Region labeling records
▬▬▬
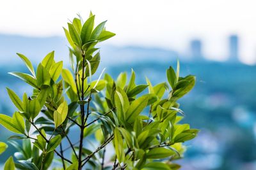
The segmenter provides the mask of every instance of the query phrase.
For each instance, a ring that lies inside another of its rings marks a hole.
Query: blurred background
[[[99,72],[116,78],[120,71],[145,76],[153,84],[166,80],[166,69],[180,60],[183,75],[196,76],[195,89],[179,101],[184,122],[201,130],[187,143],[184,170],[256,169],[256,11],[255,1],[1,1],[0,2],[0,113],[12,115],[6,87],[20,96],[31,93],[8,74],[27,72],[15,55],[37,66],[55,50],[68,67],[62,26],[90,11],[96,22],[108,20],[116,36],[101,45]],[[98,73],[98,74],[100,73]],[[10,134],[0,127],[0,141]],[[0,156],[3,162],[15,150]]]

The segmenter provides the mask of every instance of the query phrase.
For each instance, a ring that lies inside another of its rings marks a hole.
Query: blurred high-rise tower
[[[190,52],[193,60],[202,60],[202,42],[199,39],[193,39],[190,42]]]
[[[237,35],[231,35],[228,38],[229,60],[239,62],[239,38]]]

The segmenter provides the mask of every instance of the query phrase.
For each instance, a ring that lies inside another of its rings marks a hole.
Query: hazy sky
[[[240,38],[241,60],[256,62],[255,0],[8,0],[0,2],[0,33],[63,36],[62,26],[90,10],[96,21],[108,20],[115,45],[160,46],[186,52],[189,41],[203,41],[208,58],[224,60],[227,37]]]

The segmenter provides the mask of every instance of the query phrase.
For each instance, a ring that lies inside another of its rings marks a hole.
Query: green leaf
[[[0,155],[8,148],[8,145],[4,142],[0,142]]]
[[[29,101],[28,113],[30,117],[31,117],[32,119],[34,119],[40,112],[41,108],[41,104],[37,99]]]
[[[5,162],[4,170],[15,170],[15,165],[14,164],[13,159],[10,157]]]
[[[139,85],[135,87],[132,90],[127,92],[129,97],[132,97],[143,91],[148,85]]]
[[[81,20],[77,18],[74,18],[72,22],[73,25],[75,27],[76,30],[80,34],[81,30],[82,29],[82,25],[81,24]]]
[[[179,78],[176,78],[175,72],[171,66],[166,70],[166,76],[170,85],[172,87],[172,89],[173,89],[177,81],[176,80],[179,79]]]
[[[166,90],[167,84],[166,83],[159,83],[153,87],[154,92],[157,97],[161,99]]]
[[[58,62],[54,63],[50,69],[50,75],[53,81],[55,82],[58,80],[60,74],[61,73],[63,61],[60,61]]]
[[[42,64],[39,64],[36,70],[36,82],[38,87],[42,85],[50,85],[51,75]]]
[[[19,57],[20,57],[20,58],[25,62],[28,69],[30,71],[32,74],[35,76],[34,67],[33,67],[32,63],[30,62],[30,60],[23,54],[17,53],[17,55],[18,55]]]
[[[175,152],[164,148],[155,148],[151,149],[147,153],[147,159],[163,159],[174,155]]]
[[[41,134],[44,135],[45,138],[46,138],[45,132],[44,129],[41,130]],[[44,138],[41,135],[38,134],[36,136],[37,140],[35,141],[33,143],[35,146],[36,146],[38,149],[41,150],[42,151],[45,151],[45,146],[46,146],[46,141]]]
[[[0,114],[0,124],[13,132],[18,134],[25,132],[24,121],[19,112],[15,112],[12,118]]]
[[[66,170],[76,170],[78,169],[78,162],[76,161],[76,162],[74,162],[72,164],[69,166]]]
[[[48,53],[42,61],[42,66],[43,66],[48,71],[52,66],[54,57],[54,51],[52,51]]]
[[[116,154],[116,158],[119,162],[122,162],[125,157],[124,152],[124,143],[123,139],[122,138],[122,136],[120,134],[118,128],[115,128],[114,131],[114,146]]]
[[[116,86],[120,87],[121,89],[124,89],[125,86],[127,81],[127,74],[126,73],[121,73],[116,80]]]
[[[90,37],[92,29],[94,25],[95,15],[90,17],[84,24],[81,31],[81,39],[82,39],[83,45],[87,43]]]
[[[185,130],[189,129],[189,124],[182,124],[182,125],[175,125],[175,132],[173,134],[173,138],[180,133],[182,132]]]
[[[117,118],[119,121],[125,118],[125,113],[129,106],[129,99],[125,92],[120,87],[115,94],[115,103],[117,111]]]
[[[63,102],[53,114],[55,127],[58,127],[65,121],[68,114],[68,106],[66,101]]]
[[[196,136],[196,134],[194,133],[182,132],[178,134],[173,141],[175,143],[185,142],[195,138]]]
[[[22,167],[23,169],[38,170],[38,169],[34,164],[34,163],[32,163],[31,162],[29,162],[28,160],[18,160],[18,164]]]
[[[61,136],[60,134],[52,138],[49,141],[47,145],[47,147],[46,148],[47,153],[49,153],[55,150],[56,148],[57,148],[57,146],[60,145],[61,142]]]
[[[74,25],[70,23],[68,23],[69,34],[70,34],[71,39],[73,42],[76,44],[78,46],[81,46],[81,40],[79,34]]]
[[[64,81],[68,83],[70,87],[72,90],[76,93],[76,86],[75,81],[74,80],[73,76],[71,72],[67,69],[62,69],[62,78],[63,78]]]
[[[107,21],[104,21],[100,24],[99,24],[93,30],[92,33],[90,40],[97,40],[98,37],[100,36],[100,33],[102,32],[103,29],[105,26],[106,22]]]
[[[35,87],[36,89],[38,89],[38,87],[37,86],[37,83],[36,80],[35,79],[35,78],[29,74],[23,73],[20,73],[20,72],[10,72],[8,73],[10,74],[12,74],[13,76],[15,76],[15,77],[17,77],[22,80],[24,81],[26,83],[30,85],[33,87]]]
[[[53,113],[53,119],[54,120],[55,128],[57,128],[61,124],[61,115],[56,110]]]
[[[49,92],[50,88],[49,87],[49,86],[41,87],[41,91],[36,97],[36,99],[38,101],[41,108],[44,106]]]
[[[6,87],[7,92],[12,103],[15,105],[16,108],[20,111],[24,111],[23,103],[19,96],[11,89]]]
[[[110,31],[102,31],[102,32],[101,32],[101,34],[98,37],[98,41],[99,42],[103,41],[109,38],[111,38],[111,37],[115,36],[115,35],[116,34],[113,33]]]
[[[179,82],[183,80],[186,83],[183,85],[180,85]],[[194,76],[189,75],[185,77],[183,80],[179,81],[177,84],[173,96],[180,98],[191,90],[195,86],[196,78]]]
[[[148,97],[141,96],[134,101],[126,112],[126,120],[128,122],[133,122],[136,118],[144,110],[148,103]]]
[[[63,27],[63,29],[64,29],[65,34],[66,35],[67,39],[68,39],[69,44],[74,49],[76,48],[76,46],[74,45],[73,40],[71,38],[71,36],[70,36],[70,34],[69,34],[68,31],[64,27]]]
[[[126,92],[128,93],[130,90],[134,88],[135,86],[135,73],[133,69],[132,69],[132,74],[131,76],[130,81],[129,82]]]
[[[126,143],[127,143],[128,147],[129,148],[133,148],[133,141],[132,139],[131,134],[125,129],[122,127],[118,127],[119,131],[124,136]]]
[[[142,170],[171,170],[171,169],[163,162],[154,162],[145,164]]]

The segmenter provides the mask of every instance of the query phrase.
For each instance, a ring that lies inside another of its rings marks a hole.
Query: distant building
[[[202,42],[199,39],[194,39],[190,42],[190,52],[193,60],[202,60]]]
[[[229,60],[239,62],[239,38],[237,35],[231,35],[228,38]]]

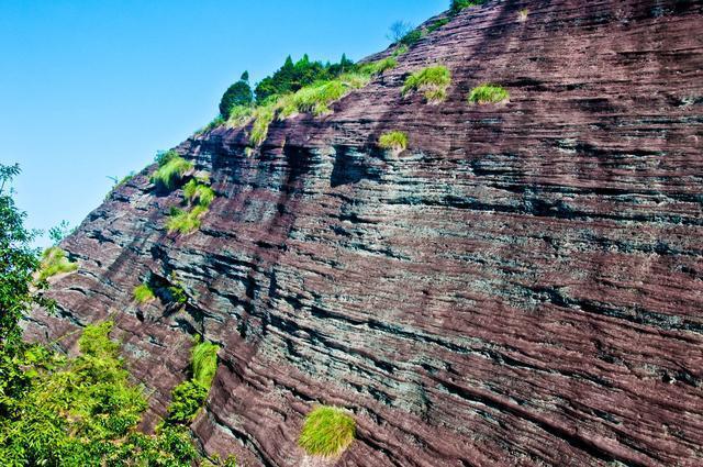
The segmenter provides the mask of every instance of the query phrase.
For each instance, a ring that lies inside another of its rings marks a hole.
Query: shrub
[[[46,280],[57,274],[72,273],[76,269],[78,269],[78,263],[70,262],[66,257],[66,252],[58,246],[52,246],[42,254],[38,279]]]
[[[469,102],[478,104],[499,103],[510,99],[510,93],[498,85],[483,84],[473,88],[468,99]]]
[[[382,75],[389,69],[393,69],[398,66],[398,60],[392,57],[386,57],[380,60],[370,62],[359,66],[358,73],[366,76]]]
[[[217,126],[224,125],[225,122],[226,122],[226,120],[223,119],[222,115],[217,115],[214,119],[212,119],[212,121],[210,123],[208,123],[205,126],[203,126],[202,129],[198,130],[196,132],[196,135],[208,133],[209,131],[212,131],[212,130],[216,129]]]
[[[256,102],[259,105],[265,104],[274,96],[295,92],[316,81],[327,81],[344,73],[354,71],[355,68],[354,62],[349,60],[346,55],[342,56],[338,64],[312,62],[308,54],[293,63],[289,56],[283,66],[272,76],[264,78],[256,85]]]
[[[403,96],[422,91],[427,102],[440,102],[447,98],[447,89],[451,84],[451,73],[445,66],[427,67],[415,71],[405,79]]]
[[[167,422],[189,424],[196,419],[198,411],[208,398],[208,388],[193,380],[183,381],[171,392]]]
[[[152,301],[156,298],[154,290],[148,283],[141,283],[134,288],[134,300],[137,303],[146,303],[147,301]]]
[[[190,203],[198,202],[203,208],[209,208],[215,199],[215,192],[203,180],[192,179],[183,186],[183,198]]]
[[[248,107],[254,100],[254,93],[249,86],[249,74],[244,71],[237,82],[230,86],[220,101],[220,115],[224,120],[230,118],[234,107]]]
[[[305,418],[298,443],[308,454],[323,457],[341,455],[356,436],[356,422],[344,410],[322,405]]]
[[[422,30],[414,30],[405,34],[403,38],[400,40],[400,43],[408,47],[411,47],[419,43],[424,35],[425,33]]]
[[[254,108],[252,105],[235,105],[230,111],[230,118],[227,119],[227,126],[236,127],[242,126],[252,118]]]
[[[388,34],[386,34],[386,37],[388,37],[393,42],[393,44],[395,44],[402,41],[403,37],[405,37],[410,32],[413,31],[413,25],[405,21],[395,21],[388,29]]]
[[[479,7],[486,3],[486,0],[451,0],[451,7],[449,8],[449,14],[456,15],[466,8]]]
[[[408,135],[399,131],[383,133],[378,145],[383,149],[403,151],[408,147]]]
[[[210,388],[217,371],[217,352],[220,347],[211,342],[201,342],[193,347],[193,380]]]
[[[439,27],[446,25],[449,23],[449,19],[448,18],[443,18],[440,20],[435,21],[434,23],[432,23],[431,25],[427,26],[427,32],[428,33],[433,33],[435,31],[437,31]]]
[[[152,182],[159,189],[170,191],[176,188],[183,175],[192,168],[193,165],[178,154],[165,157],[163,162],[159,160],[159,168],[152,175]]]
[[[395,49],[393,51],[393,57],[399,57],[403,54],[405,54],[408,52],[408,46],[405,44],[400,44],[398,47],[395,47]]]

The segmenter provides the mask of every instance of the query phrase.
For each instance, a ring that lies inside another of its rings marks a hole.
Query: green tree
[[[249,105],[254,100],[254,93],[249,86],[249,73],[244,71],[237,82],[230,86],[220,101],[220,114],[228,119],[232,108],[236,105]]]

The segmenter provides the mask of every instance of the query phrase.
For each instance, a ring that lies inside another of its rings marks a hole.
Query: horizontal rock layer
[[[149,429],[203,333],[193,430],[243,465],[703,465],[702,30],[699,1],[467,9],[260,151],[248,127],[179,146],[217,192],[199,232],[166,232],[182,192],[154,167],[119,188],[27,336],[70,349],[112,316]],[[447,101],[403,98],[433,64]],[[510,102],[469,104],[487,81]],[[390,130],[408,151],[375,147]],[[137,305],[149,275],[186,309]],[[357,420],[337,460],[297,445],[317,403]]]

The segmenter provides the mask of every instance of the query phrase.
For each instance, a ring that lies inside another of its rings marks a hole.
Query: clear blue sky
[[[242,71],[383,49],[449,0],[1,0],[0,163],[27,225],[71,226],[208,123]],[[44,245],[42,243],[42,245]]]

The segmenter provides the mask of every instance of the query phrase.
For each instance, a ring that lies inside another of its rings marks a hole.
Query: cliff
▬▬▬
• _Task brief_
Rewrite the records from their start through the line containing "Query: blurred background", inclusive, with "segmenter" changed to "labeler" and nothing else altered. Leave the pictures out of your answer.

• _The completed task_
The labeler provides the mask of every instance of the query phrase.
For each instance, a ring that lies inside another of its rings marks a hole.
Query: blurred background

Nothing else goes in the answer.